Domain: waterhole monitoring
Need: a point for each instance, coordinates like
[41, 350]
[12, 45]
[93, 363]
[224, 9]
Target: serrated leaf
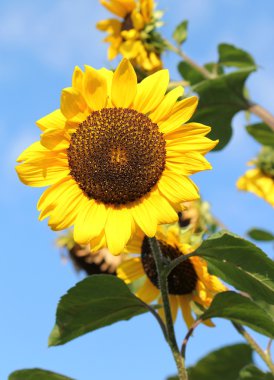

Exercise
Your answer must be an exact copy of the records, without the pictures.

Task answer
Domain: waterhole monitoring
Need: a point for each instance, coordinates like
[41, 350]
[12, 45]
[93, 363]
[224, 9]
Target: serrated leaf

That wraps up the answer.